(Stored records)
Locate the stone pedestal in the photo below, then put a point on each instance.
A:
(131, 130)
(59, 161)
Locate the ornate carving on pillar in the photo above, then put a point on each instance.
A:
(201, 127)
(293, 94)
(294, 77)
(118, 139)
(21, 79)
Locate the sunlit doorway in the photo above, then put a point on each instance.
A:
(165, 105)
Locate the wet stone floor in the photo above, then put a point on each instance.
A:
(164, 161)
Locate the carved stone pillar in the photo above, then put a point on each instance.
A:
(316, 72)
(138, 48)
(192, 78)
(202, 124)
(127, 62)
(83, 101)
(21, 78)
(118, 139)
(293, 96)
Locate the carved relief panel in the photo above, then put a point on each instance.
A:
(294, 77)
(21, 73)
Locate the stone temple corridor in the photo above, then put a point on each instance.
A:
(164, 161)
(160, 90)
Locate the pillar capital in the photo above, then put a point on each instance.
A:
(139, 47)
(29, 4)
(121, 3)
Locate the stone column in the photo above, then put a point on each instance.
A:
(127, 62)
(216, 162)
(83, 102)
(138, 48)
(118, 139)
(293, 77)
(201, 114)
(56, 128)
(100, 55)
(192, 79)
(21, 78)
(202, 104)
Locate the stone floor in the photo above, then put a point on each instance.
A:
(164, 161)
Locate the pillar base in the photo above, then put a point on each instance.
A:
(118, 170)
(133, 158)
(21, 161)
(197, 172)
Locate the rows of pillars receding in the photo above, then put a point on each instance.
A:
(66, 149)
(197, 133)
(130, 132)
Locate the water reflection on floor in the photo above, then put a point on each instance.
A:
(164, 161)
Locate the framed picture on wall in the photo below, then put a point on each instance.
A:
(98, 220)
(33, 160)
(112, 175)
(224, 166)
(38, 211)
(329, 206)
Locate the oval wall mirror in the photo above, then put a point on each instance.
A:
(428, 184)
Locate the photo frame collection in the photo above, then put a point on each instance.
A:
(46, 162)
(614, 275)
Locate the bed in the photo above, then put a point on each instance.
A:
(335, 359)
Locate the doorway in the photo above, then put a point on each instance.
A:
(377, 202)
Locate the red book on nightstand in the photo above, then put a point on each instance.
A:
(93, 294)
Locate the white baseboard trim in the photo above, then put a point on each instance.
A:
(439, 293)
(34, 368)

▸ Task to carry out:
Number of lines containing "carved" in the data: state it and nothing more.

▸ Output below:
2